▶ _Goal of the exercise_: Transcribe verbatim every line from the line containing "target: khaki trousers" to the end of the entries, including both endpoints. Output nothing beyond those lines.

**** Data provided

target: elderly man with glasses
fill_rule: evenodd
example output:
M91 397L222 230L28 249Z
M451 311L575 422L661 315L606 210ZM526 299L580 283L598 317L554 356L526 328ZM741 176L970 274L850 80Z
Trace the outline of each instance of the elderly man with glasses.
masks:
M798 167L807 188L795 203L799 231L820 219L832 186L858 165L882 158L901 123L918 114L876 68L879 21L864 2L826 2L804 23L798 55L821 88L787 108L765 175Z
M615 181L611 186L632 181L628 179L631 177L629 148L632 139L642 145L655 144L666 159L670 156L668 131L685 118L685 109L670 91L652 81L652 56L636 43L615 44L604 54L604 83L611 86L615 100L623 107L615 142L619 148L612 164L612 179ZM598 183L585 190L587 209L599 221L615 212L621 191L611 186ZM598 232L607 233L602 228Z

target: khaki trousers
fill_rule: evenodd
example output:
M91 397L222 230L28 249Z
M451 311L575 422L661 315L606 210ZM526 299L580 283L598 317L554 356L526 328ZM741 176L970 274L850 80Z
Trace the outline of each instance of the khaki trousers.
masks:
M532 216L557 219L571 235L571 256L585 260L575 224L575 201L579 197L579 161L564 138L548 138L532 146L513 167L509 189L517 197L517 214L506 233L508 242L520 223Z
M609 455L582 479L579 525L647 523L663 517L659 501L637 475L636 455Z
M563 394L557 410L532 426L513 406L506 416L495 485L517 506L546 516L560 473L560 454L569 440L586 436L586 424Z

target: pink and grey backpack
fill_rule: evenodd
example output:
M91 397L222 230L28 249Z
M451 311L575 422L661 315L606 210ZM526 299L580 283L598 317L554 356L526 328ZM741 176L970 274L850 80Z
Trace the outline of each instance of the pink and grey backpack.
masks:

********

▶ _Problem solution_:
target: khaki trousers
fill_rule: evenodd
example output:
M91 397L222 230L28 249Z
M451 311L575 422L661 315L606 210ZM526 299L580 283L598 317L554 356L526 328ZM741 176L970 274L850 80Z
Trace the outline of each instance of the khaki trousers.
masks:
M532 216L557 219L571 235L571 256L585 260L575 224L575 201L579 197L579 161L564 138L548 138L532 146L513 167L509 189L517 197L517 214L506 233L508 242L520 223Z
M609 455L582 479L579 525L647 523L663 517L659 501L637 475L636 455Z
M563 394L557 410L532 426L513 406L506 416L495 485L517 506L546 516L560 473L560 454L569 440L586 436L586 424Z

target: pink and grey backpack
fill_rule: evenodd
example output:
M91 397L222 230L28 249Z
M451 311L575 422L661 315L606 210ZM526 299L580 283L598 317L554 356L526 328ZM741 176L970 274L850 80Z
Trace the outline of each instance of the pink and grey backpack.
masks:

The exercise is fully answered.